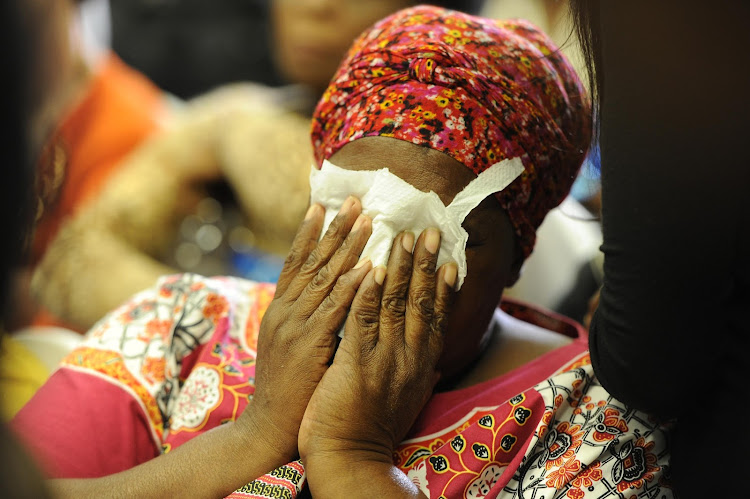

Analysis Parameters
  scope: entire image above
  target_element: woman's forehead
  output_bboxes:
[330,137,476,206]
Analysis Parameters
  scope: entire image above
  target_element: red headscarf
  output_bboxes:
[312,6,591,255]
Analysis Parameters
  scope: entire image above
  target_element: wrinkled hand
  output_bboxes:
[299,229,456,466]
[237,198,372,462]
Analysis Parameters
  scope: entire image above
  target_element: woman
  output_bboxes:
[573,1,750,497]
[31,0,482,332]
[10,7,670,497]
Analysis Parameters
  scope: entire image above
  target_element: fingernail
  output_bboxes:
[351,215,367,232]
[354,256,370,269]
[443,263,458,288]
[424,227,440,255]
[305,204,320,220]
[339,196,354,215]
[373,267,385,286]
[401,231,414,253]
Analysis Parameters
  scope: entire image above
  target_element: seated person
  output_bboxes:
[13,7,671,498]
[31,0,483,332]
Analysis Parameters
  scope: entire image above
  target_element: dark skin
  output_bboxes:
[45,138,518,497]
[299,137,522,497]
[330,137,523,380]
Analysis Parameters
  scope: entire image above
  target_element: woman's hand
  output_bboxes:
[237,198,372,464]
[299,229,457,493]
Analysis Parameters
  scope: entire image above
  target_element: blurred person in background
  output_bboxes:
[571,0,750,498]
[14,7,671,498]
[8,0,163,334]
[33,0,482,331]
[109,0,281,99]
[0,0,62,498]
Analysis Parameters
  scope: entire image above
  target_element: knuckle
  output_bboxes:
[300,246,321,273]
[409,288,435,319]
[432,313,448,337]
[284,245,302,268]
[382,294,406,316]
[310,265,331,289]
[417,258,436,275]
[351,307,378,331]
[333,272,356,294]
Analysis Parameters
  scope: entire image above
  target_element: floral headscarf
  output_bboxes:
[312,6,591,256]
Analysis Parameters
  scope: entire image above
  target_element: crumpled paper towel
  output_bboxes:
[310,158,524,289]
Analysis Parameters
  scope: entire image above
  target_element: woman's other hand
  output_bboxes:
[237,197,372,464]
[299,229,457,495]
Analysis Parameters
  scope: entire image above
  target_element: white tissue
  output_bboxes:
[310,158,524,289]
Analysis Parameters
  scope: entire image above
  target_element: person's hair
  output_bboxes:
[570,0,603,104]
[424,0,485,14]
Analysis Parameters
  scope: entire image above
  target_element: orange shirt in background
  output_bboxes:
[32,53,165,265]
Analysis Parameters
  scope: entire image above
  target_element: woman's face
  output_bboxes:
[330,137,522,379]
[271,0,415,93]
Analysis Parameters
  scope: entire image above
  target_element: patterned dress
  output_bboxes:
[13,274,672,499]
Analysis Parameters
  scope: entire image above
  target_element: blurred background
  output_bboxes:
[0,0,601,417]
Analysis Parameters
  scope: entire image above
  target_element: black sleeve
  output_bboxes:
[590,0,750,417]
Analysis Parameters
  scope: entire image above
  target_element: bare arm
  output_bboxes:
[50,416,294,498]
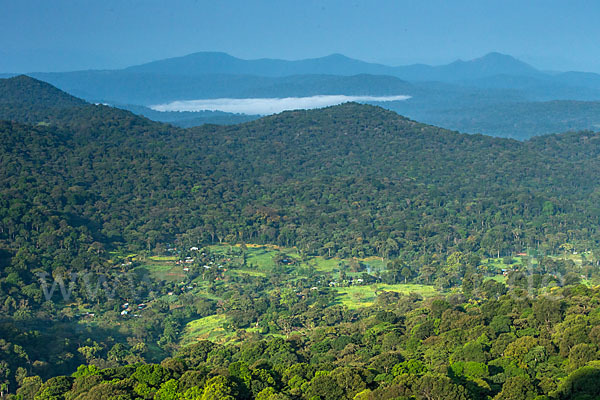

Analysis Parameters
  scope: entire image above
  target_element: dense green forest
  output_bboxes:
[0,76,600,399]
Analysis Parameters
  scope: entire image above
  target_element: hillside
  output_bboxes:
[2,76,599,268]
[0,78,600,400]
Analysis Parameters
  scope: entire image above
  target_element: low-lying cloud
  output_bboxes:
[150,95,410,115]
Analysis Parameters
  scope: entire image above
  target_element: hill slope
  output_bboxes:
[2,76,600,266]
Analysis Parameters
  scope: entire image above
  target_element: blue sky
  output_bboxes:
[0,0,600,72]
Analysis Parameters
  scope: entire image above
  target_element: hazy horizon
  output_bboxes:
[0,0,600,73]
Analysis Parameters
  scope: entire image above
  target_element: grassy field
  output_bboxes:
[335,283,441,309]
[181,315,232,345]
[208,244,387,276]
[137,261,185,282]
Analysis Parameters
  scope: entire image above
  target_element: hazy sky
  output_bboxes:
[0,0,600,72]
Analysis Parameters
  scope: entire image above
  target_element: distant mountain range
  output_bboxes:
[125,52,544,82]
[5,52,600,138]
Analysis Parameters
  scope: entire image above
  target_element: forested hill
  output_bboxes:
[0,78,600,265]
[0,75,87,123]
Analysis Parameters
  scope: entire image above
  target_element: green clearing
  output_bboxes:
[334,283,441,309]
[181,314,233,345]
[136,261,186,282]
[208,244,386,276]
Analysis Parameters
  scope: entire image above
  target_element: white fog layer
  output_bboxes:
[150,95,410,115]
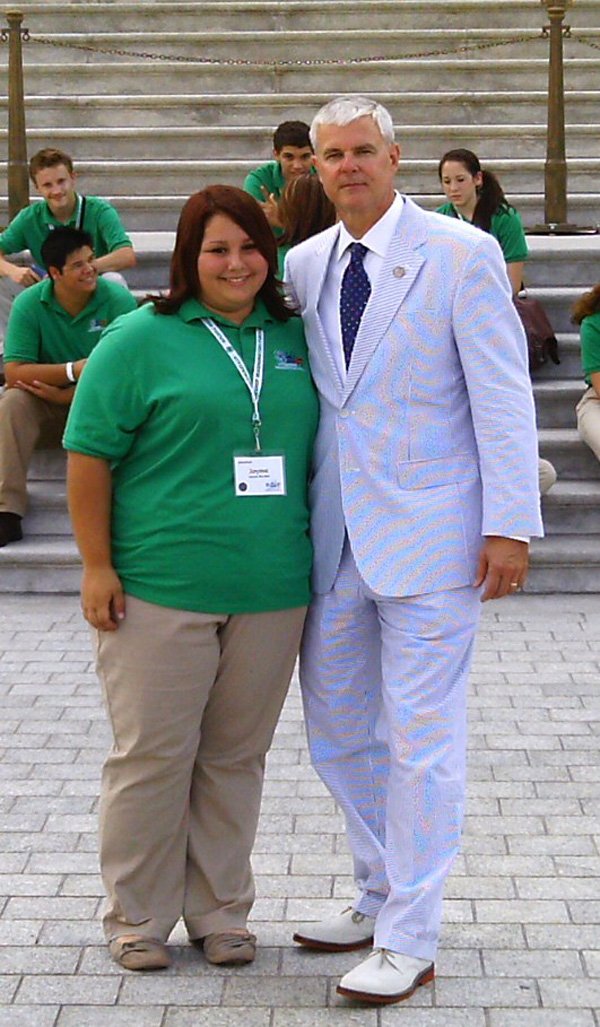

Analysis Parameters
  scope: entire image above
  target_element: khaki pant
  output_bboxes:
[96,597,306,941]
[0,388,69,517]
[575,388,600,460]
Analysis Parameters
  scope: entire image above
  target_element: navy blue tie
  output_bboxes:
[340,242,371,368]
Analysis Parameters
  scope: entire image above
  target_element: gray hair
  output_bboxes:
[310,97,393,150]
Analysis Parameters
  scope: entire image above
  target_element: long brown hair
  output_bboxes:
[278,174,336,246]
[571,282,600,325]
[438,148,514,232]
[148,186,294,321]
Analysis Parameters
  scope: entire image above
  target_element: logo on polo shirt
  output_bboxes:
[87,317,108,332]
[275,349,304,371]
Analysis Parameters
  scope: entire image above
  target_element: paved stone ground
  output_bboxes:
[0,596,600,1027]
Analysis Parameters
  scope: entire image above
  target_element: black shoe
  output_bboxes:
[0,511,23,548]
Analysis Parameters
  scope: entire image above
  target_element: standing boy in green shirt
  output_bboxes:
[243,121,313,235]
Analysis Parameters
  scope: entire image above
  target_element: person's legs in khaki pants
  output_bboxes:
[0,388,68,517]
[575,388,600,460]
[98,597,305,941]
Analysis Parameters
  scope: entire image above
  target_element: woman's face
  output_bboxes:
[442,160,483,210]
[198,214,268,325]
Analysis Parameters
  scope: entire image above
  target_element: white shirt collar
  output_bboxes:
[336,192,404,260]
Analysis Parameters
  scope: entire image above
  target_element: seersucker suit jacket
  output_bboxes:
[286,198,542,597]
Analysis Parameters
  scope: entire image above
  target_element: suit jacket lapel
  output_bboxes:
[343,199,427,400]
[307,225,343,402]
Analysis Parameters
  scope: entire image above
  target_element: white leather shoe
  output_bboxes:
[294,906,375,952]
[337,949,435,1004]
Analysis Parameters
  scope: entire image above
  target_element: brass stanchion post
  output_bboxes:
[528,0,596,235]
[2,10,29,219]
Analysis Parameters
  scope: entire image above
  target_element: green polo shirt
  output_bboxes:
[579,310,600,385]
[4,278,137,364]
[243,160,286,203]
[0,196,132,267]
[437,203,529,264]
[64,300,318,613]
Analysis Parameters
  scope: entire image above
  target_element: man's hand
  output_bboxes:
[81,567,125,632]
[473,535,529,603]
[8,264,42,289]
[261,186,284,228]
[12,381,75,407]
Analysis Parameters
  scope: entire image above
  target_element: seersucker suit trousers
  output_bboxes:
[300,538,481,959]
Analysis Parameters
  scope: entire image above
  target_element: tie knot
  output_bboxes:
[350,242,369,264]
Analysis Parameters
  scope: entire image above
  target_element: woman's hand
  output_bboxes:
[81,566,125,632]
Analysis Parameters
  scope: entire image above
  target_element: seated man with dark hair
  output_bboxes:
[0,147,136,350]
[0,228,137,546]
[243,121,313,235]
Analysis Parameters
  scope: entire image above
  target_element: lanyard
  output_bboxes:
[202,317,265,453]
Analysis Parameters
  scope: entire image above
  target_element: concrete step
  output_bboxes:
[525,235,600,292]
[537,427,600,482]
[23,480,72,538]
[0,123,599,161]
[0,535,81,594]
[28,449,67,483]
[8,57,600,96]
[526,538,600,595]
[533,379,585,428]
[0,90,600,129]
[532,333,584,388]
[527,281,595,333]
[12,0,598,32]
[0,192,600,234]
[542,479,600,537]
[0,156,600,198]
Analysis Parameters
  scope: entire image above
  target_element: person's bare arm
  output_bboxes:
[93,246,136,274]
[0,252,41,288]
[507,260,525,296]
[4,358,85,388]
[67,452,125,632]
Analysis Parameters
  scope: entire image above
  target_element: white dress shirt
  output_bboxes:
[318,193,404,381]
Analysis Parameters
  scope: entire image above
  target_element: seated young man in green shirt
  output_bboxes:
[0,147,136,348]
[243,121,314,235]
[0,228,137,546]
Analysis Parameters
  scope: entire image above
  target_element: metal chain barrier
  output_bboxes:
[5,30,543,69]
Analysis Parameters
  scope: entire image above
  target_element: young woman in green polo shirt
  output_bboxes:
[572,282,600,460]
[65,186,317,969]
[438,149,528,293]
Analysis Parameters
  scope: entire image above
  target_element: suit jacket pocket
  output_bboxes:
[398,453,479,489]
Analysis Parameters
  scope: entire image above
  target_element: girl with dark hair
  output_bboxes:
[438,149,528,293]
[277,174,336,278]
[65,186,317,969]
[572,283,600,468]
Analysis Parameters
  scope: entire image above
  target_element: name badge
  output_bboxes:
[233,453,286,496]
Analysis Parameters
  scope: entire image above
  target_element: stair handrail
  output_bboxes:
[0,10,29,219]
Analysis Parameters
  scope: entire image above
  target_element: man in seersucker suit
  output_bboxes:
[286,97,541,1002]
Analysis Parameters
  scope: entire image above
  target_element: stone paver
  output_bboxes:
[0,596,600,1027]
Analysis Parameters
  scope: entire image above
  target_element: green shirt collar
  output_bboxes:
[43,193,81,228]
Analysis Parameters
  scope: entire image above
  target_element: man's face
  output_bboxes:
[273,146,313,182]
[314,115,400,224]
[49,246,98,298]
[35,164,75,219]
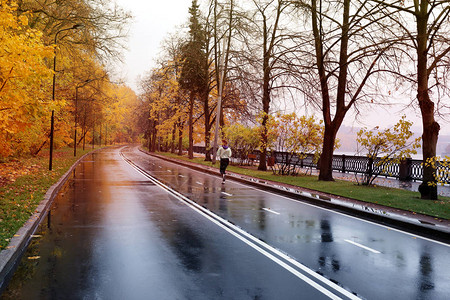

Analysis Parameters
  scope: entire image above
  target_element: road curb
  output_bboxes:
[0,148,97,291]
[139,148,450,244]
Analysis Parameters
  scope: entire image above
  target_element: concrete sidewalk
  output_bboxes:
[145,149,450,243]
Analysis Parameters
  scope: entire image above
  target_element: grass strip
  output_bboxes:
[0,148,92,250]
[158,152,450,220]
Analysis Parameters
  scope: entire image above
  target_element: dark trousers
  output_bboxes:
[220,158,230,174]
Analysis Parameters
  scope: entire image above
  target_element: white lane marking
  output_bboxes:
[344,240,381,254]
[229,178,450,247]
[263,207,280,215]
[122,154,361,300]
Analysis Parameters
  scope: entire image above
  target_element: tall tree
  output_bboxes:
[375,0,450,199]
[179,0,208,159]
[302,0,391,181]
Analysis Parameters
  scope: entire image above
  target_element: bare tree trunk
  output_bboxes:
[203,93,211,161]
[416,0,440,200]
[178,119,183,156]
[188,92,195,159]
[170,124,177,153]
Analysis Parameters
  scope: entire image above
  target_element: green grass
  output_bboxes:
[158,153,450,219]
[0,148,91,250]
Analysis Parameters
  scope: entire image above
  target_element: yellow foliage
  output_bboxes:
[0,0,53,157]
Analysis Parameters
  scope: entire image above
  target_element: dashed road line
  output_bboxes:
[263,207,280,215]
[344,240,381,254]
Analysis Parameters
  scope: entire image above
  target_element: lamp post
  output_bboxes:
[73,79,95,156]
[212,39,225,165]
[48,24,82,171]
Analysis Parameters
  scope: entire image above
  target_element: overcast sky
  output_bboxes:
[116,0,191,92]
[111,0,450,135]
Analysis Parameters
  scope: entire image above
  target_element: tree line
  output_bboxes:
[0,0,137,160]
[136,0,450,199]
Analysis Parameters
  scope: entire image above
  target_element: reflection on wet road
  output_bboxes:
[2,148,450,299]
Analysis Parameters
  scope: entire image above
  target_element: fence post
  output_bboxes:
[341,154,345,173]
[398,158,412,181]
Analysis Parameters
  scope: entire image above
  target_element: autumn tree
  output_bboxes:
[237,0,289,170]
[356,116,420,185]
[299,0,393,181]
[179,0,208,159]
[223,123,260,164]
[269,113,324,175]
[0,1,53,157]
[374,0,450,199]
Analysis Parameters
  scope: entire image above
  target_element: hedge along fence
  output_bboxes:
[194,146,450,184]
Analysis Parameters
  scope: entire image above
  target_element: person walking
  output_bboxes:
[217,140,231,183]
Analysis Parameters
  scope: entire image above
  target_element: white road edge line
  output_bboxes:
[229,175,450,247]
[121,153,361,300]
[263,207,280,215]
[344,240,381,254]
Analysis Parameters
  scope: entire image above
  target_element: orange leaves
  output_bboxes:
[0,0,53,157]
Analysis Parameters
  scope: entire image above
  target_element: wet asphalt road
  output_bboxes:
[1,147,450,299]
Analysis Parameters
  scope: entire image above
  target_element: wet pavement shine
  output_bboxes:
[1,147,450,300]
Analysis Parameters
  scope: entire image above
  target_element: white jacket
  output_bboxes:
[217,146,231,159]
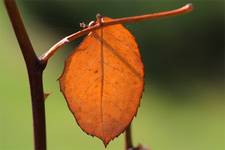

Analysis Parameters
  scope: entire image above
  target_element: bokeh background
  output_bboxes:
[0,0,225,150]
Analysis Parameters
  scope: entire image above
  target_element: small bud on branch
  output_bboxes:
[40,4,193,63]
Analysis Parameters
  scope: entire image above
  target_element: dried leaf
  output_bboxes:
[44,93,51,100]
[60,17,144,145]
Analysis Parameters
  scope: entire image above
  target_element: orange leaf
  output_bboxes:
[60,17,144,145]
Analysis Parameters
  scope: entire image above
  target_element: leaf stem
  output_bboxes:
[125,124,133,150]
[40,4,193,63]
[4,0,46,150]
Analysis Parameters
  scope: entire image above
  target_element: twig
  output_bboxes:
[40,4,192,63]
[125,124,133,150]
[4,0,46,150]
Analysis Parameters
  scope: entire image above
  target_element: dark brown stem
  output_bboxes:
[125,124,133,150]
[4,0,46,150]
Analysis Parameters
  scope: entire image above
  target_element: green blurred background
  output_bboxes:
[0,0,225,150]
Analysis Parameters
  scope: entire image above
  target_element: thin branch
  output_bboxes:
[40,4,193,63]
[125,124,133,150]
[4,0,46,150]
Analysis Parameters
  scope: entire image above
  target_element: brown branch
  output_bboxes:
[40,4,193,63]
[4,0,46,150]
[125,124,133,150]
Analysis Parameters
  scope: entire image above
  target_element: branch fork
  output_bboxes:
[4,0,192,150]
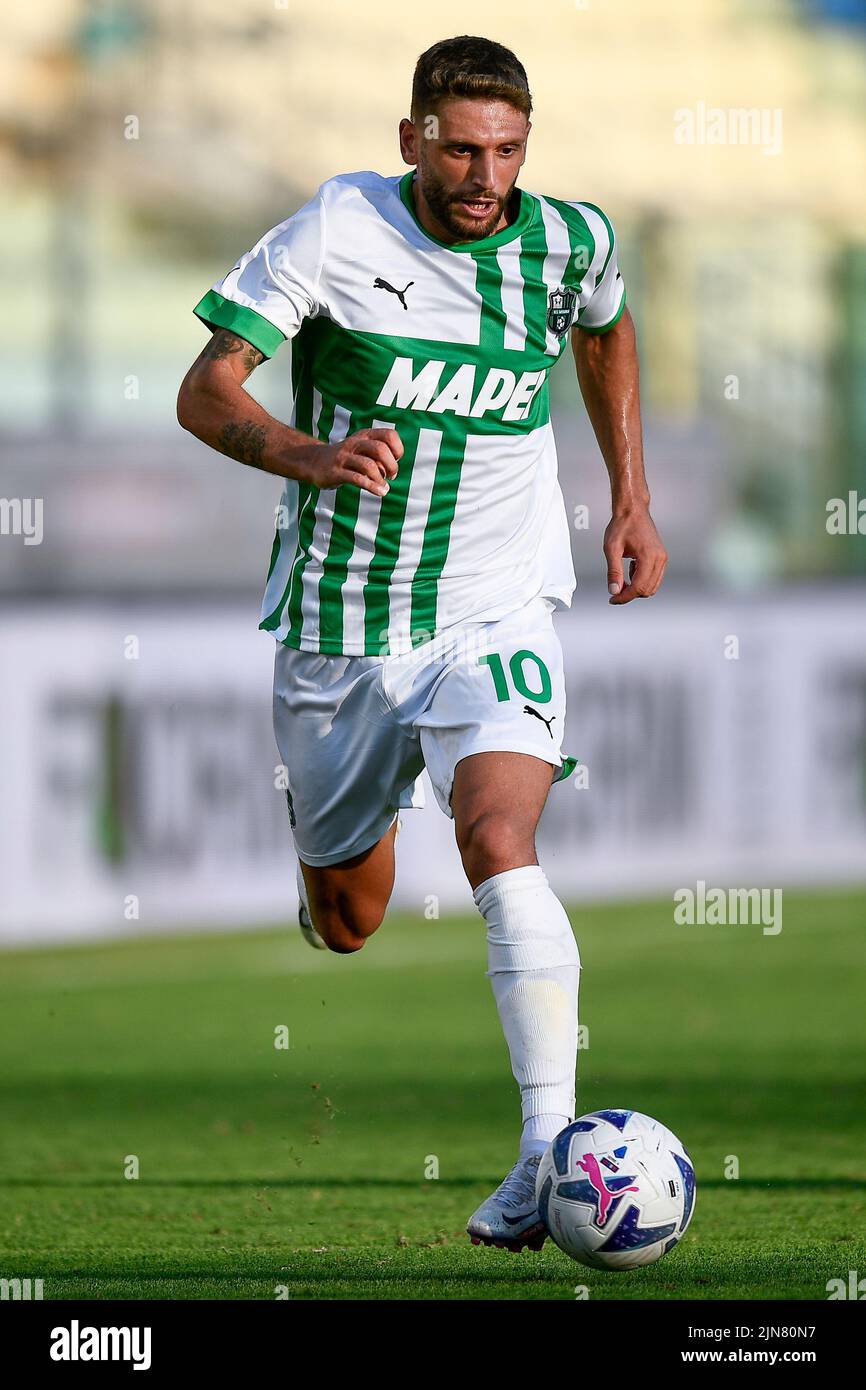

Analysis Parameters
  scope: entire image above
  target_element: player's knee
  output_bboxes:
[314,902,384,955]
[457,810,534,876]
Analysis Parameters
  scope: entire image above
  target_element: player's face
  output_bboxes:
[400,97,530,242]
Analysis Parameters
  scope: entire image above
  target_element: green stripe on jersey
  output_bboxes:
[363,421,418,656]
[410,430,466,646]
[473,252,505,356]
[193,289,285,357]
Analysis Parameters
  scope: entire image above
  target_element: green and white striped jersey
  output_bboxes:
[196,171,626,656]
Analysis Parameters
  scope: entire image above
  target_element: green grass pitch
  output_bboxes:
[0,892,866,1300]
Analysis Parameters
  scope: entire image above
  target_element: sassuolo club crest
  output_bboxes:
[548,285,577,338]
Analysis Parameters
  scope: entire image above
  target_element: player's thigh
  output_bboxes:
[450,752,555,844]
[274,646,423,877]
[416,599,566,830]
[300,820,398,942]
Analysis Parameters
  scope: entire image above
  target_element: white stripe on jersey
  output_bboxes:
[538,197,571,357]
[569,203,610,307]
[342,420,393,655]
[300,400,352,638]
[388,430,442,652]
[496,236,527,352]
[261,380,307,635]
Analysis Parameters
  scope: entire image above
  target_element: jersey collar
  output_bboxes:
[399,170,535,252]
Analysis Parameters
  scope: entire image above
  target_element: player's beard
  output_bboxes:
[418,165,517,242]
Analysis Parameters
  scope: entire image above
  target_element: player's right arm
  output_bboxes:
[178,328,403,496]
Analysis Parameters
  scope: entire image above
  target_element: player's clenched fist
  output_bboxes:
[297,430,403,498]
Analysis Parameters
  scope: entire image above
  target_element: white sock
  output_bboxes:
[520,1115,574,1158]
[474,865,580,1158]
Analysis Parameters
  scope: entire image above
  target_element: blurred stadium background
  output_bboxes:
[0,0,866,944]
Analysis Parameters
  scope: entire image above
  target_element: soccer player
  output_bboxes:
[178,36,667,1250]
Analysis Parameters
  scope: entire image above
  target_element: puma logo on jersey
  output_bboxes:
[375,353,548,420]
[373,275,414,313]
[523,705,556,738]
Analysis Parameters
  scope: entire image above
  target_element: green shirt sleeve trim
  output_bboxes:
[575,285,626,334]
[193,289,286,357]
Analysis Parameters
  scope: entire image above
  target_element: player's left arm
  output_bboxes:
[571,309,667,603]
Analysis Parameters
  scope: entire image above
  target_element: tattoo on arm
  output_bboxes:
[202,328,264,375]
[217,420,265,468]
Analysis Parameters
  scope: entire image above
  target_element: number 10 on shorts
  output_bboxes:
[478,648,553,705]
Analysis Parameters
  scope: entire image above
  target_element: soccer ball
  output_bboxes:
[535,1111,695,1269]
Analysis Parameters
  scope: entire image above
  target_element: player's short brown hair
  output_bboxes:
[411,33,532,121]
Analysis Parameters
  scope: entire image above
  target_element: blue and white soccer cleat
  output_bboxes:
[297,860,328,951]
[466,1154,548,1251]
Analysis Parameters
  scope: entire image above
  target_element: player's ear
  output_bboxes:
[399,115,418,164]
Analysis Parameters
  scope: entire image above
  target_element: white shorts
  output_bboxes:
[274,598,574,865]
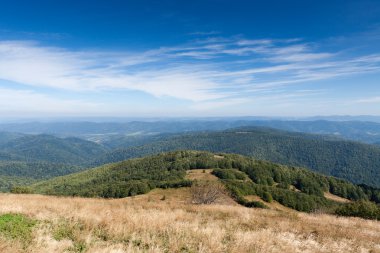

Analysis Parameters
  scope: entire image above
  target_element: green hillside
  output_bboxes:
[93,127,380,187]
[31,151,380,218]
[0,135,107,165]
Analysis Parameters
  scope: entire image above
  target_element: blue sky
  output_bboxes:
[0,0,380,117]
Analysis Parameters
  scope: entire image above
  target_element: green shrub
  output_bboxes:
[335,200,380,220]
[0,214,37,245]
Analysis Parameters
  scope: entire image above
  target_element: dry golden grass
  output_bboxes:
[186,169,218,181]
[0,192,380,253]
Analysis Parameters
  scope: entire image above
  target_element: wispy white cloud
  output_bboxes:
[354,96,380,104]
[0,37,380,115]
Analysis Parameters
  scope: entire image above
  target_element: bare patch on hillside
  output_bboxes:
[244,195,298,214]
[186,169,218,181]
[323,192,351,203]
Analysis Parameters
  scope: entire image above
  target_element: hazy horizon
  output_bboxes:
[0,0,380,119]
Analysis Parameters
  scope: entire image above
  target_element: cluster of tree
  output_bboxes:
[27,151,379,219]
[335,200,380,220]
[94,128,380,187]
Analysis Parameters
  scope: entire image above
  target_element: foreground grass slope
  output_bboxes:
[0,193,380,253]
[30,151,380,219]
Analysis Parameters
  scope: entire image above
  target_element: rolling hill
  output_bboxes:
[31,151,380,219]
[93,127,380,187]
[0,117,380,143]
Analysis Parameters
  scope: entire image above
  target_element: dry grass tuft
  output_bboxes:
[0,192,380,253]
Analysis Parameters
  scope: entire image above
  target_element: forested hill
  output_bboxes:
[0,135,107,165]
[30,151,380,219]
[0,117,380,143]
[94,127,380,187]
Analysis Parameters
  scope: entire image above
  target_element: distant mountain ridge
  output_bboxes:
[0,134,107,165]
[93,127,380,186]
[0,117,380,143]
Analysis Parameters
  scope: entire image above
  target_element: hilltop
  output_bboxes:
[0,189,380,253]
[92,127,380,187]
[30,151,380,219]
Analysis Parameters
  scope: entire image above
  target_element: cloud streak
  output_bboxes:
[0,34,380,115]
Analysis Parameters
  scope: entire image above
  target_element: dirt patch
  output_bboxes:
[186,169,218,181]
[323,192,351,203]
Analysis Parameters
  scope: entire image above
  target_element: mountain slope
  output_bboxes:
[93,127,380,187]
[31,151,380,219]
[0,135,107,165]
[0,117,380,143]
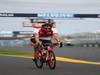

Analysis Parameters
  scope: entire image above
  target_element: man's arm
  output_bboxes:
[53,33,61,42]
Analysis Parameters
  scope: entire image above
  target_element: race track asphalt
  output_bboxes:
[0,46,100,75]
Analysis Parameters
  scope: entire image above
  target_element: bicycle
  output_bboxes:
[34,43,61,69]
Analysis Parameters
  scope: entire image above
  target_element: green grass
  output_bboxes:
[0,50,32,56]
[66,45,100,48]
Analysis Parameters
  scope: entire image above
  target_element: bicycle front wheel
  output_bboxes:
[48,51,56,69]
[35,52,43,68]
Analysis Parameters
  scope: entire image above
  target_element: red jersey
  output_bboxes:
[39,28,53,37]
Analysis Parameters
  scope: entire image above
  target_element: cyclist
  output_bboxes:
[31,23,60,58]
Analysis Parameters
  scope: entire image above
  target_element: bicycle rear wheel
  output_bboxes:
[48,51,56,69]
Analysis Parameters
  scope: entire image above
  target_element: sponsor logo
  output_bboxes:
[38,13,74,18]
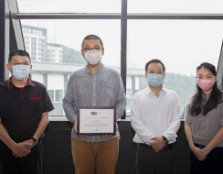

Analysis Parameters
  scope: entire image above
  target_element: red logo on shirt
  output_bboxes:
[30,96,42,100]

━━━━━━━━━━━━━━━━━━━━━━━━━━━━━━

AIM OF THE TASK
Reproduce, word for word, everything from the start of the records down to the line containing "[10,7,670,497]", with both ends included. Leave the pictures out of your answer.

THE SOLUTION
Analysis Parameters
  scope: entire image above
  target_element: woman's forehead
  output_bboxes:
[330,137,476,206]
Analysis Parameters
  scope: entire image above
  target_element: red headscarf
  output_bboxes:
[312,6,591,255]
Analysis Parameters
  scope: entire image above
  target_element: wrinkled hand
  output_bboxes:
[299,229,456,466]
[237,198,372,462]
Analysis Parameters
  scope: entire image above
  target_element: woman
  output_bboxes:
[573,1,750,497]
[31,0,482,332]
[10,7,670,497]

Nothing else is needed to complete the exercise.